--- Material for this exercise ---
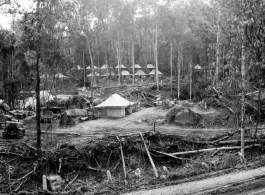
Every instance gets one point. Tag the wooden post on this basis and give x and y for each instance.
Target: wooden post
(156, 69)
(171, 65)
(178, 71)
(150, 158)
(123, 162)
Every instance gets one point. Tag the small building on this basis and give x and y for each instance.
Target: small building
(122, 66)
(125, 74)
(95, 74)
(140, 73)
(115, 106)
(103, 67)
(150, 67)
(152, 73)
(89, 68)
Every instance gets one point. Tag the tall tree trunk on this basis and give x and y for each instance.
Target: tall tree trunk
(38, 84)
(243, 74)
(84, 67)
(156, 68)
(218, 52)
(179, 71)
(190, 79)
(133, 62)
(92, 72)
(171, 66)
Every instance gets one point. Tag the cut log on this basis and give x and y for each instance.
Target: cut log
(170, 155)
(212, 149)
(150, 158)
(123, 162)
---
#### Stated exercise:
Reproduce every line of the material above except the pictures, and move each x and y coordinate in the answers by -80.

#### Result:
Every instance gets one point. Tag the wooden post on this basis and give x and y for each instance.
Target: wooden post
(76, -11)
(91, -15)
(98, -9)
(70, 78)
(43, 82)
Every instance gets one point. Tag the small building on this basis and give x and y for each instance.
Target: small building
(42, -14)
(45, -6)
(15, -6)
(60, -7)
(35, 26)
(23, -13)
(70, -13)
(72, -7)
(9, -12)
Every instance gets one point. Tag the tall tree trunk on this basis and give x and y for each instance.
Target: tall tree trunk
(-42, 4)
(163, -6)
(4, -13)
(76, -12)
(138, -28)
(99, -9)
(110, -1)
(53, -18)
(12, -8)
(91, -14)
Every instance gets one point. Tag the cut log on this basis and give x and y for each instance.
Target: cut log
(90, 75)
(132, 69)
(70, 78)
(43, 82)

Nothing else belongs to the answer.